* **Work to complete**
Each entry below is to be transcribed exactly.

* **Exercise material**
-- Opening Marker --

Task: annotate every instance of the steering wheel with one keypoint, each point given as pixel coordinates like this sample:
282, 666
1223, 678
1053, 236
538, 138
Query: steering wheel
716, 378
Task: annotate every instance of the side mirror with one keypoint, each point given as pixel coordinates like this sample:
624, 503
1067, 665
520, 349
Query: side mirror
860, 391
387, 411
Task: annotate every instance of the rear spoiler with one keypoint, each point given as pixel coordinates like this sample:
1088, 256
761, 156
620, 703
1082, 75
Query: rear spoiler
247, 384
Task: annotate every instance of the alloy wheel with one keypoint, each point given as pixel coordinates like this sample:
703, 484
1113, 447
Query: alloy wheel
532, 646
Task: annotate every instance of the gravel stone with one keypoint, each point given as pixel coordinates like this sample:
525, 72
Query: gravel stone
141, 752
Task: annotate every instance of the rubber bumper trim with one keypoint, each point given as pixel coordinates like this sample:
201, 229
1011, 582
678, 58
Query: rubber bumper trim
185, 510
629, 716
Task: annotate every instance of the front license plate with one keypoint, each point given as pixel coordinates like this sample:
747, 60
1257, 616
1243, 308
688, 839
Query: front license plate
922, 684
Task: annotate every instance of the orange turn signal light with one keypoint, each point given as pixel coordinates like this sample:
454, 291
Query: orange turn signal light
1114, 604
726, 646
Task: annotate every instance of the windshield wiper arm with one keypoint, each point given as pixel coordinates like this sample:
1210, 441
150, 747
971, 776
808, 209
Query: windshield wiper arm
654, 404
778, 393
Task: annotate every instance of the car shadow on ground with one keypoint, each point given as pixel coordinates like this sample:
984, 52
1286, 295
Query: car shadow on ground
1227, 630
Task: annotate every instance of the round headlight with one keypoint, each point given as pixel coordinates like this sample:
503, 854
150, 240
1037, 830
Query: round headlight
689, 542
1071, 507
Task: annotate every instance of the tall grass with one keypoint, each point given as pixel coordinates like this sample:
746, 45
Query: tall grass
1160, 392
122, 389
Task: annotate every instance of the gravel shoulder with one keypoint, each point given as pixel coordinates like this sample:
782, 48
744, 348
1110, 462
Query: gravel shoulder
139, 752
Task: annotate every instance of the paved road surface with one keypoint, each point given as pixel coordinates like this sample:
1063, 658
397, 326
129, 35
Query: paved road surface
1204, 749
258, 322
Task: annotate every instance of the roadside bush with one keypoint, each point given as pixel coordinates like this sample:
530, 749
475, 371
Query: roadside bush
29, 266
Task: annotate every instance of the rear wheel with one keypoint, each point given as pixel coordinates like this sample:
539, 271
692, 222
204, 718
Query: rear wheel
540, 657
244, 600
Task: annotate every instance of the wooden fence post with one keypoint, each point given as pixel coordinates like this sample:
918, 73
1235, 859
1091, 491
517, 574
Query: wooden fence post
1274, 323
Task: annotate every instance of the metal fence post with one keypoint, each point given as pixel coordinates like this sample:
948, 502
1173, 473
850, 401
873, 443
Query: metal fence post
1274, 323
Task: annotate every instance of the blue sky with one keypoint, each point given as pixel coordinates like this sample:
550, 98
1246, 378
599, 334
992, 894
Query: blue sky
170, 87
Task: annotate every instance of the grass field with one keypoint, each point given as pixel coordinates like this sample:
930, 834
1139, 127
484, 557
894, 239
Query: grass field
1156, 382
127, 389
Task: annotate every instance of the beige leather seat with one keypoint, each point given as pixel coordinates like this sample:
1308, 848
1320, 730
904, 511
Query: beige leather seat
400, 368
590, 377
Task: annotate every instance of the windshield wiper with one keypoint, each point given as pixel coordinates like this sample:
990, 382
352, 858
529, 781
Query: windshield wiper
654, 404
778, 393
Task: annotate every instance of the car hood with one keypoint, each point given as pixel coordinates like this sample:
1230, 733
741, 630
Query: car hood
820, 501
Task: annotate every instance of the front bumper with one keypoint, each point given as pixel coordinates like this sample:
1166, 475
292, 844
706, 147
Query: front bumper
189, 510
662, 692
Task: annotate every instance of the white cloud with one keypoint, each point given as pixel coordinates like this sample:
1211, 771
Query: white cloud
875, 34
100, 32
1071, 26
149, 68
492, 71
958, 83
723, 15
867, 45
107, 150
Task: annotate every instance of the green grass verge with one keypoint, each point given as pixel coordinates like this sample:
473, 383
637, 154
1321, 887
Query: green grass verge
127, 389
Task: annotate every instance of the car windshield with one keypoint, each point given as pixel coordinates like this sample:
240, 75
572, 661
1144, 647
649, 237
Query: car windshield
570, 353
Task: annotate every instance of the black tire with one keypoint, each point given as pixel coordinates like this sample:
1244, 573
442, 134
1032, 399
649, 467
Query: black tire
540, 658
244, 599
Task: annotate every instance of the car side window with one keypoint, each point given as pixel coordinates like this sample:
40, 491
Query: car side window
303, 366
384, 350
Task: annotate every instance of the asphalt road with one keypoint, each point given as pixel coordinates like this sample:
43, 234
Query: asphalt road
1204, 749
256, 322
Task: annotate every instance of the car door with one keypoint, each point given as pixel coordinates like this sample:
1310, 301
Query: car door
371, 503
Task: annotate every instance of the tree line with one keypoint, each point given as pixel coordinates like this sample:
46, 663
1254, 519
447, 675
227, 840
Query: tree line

-- Closing Marker --

* **Answer box**
Task: annotate every instance of the steering wheel with one keypoint, each point given as pixel coordinates like this sample:
282, 666
1223, 678
1053, 236
538, 138
Query: steering wheel
716, 378
Task: annotate every instance of the side mirror with one keypoint, each point given as pixel coordinates like this sample:
624, 503
1067, 665
520, 349
Query: side mirror
860, 391
387, 411
Task: annotate every instance of the rear spoiler with one keypoint, each point given as pixel coordinates like this sample:
1088, 256
761, 156
620, 703
1082, 75
Query: rear spoiler
247, 384
Task: annotate every instance of the alloy wheel with one keypoint, each point given as pixel coordinates like this sample:
703, 484
1113, 447
Query: alloy wheel
532, 646
Task: annotate every instance of the gravel stone with one keypoint, each point given as pixel coordinates like this sample:
525, 72
Query: gravel stone
141, 752
Task: annotate every instance of the rubber bumper trim with one keypoint, each point given as pixel coordinates like this sample:
201, 229
1011, 582
678, 58
Query: rubber bumper trim
185, 510
629, 716
Task: annotate every instance of the front license plate with one keypoint, each point given as pixel coordinates like this sample:
747, 60
1257, 616
1243, 308
688, 839
Query: front license plate
922, 684
Task: annotate every instance of the orange turn signal light with one keypoint, each point given as pixel coordinates like this sample:
454, 291
Query: orange turn signal light
1114, 604
726, 646
Task: annotate every instance of the windshield wiper arm with one keypoint, each point given as pixel coordinates like this sample:
1210, 441
150, 747
971, 776
808, 209
Query: windshield wiper arm
654, 404
778, 393
Task: annotate every instance of the car shadow on ground with one keypoint, each point given as pixel coordinates like this sample:
984, 52
1286, 295
Query: car shadow on ground
1227, 630
Task: annotate every instance of the round headlight with one keypoint, each point given as pixel coordinates like this sample:
503, 854
150, 240
1037, 830
Query: round headlight
689, 542
1071, 507
Task: annotate every instance of the tall grass with one keypoint, each point given as pixel coordinates like this sample:
746, 45
Query: tall grass
1160, 392
122, 389
Task: annotate every instance of the gravel shoulder with one keypoint, each point given as pixel coordinates like this sample:
782, 48
744, 348
1110, 462
Query: gravel shoulder
139, 752
Task: annotate every instance of the paved road surface with one keypoint, each point given as pixel coordinates like this sample:
1063, 658
397, 326
129, 35
Query: paved road surface
1204, 749
258, 322
Task: annotate every instance of the roadside bush with one keypoint, each point given as pixel coordinates like this sample:
530, 749
475, 371
Query: roadside bush
29, 266
Task: annotate every instance of the rear wheel with one keypoint, each point given as pixel coordinates like this sample:
539, 271
692, 222
204, 718
Query: rear wheel
540, 657
244, 600
Task: annotate every instance of the wooden fence post with one keypoint, each point given as pixel coordinates like this sample:
918, 73
1235, 859
1091, 491
517, 574
Query: wooden fence post
1274, 323
Task: annotate every instance of the metal fence post with one keypoint, each point given as pixel coordinates like this sample:
948, 502
1173, 473
850, 401
873, 443
Query: metal fence post
1274, 323
Task: annotate every instance of the blue sky with one keypoint, each point given as pixel coordinates like this sample:
550, 98
1246, 378
599, 334
992, 894
Query: blue sky
170, 87
Task: annotate every instance of the grass field with one keypoint, each point given as pixel coordinates like this sample:
930, 834
1139, 127
484, 557
894, 239
Query: grass field
1156, 382
127, 389
Task: annotate every instance of the beige leather seat with one keypoint, each point given as pixel coordinates like this sample:
1308, 848
1320, 730
904, 511
Query: beige leather seat
400, 368
590, 377
Task: annotate every instance of the windshield wiper with one keypoint, each point given as pixel coordinates like this sample:
990, 382
352, 858
529, 781
Query: windshield wiper
654, 404
778, 393
Task: annotate every instance of the car hood with one keypoint, each point given as pixel coordinates like this sample:
1230, 733
741, 630
Query: car hood
820, 501
Task: annotate every instance of the front bumper with one keypoint, each point given as pixel coordinates like this sample:
1166, 475
292, 844
706, 147
Query: front bumper
189, 510
662, 692
Task: annotate every instance of the white cloud with one keypoint, each point given as pixel coordinates like this sample:
1211, 771
Query: white cloud
875, 34
100, 32
1071, 26
149, 68
492, 71
958, 83
723, 15
867, 45
107, 150
Task: annotate every instance of the green grass verge with one keypoint, each point given as pixel coordinates like this sample:
473, 383
637, 154
1321, 887
Query: green grass verge
127, 389
Task: annotate every instance of the car windshield with one keypoint, each point given as pixel coordinates like this sample:
240, 75
572, 661
1144, 647
649, 237
Query: car windshield
570, 353
Task: annotate every instance of the black tire with one keypoint, each point given as pixel coordinates like this sample:
1244, 573
442, 134
1032, 399
649, 467
Query: black tire
540, 658
244, 599
Task: annotate every instance of the car side window with one keypoint, each point given as pixel coordinates like this sample:
40, 491
Query: car side window
303, 366
384, 350
Task: annotate every instance of the asphalt road with one keypoint, each point given as pixel coordinates like this sample:
43, 234
Query: asphalt road
1204, 749
256, 322
Task: annotate every instance of the car door with one keypoint, each point given as pixel coordinates like this sample:
1310, 301
Query: car door
371, 503
Task: annotate every instance of the tree line with one keypoint, each point given as pixel coordinates like this sample:
46, 663
1254, 519
447, 675
227, 840
Query: tree line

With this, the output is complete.